What you will do:
a - In the passage on artists' video, what role does Anne McGuire play in I Am Crazy And You're Not Wrong?
b - Return part of the passage on artists' video word for word, beginning at the words that have "Post Postmodernism moving" and stopping after "ever, an audience?".

Given passage:
• • •
Post Postmodernism moving image across mainstream media arrives in many ways as already deconstructed and artists do not so much evince this as to create new formal relationships, resonances and formulations, through remaking and remodelling.

The Fading Star: In I Am Crazy And You're Not Wrong (1997), Anne McGuire plays the television singer past her prime with virtuoso just-reigned-in hysteria.  Like a suspended slow motion train wreck that never quite happens, the video echoes a voyeuristic cultural fascination with tragic fame.  But playing to whom?  Is there, was there ever, an audience?

The Extra: As the title suggests Mark Lewis’s The Pitch (1998), indeed takes the form of a pitch to camera, but who is his viewer, and to whom is he pitching?  The role of the extra, the apparent passer-by in the cinema that so intrigued John Smith, is revisited as Lewis calls for more attention to be paid to its role and existence in the feature film.  The camera pulls back revealing Lewis, a one-time extra himself, surrounded by his subject, as he uses industrial cinema techniques to reflect upon the conditions of industrial filmmaking.
• • •
Given information:
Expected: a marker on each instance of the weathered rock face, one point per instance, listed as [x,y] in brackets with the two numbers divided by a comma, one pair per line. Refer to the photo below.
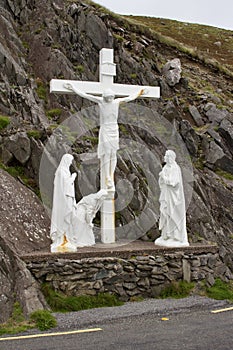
• • •
Solutions in order:
a - She plays a television singer past her prime.

b -
Post Postmodernism moving image across mainstream media arrives in many ways as already deconstructed and artists do not so much evince this as to create new formal relationships, resonances and formulations, through remaking and remodelling.

The Fading Star: In I Am Crazy And You're Not Wrong (1997), Anne McGuire plays the television singer past her prime with virtuoso just-reigned-in hysteria.  Like a suspended slow motion train wreck that never quite happens, the video echoes a voyeuristic cultural fascination with tragic fame.  But playing to whom?  Is there, was there ever, an audience?